▶ [The exercise]
Continue the passage on compensation for wrongful detention, starting after its final sentence.

▶ [Selected passage]
☆ ☆ ☆ ☆
According to the Act, financial compensation of DM 300 is paid
for each month of wrongly suffered deprivation of liberty. Additional
financial compensation of DM 250 for each month of detention
which was begun is paid to applicants who remained in the former
German Democratic Republic after their release for long-term
disadvantages suffered as a result of detention (discrimination
in work and in social life). Furthermore, individuals in particular
need may be awarded further financial support the extent of
which is determined on an individual basis in accordance with
the nature and the extent of the economic damage done (presently
up to DM 8,000 per year). In connection with article 14 of the
Convention, it should be pointed out that there is a regulation
according to which all victims whose health suffered during
detention receive maintenance in accordance with the Federal
Maintenance Act (Bundesversorgungsgesetz). This includes,
inter alia, disability pensions, payment for loss of
earnings and health care. Surviving dependants may also receive
benefits in accordance with the Federal Maintenance Act.
☆ ☆ ☆ ☆
[Entries on finding named things]
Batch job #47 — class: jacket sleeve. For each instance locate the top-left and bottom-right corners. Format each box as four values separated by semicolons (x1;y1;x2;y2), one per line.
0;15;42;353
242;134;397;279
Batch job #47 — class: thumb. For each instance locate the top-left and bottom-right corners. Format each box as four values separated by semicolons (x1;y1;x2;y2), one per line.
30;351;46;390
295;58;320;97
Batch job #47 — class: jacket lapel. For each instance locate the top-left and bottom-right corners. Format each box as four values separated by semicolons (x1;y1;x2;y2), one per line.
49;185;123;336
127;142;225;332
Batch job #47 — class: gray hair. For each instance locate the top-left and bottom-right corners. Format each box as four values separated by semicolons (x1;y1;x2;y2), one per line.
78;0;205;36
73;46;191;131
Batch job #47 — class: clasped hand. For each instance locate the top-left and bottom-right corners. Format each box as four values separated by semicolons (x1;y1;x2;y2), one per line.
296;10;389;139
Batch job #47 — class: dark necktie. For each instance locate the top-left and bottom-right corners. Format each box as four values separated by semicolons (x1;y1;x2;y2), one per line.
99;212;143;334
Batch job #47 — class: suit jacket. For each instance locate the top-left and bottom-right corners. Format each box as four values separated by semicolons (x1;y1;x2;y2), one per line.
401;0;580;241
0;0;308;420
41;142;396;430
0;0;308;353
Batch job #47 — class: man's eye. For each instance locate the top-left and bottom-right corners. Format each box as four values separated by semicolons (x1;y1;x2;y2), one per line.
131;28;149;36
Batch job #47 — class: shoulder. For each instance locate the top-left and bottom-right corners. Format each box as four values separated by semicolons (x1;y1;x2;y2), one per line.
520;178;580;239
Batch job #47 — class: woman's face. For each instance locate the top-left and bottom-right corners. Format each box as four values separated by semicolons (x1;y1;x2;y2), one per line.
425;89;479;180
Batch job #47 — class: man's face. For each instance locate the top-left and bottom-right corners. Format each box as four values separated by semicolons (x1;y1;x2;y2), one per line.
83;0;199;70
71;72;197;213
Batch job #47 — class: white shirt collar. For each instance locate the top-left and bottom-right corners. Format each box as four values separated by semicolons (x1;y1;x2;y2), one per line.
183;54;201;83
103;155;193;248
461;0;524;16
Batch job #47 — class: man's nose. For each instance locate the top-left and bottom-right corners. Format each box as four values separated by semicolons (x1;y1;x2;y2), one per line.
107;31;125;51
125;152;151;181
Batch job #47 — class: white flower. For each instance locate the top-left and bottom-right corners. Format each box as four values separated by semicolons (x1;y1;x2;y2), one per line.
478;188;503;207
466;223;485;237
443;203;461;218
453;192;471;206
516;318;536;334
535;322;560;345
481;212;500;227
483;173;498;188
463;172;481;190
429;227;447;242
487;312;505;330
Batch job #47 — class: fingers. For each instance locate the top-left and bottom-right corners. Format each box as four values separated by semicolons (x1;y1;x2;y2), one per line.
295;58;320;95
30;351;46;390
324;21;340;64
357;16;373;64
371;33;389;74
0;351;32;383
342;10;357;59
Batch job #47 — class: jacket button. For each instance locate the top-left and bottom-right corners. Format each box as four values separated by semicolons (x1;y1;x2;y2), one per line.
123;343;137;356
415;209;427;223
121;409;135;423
☆ ☆ ☆ ☆
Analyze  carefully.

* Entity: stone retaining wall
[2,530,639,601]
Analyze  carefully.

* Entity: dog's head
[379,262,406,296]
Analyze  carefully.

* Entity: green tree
☆ ☆ ☆ ☆
▶ [Task response]
38.
In the new Federal Länder, roughly 142,000 requests for rehabilitation
under criminal law were filed between 1990 and December 1995,
of which roughly 132,000 cases had been dealt with by 31 December
1995. Compensation for lost capital and support payments amounting
to roughly DM 625 million had been paid out by the Federation
and the Länder by 1995 under the Criminal Law Rehabilitation
Act.
Treatment
centre for victims of torture
39.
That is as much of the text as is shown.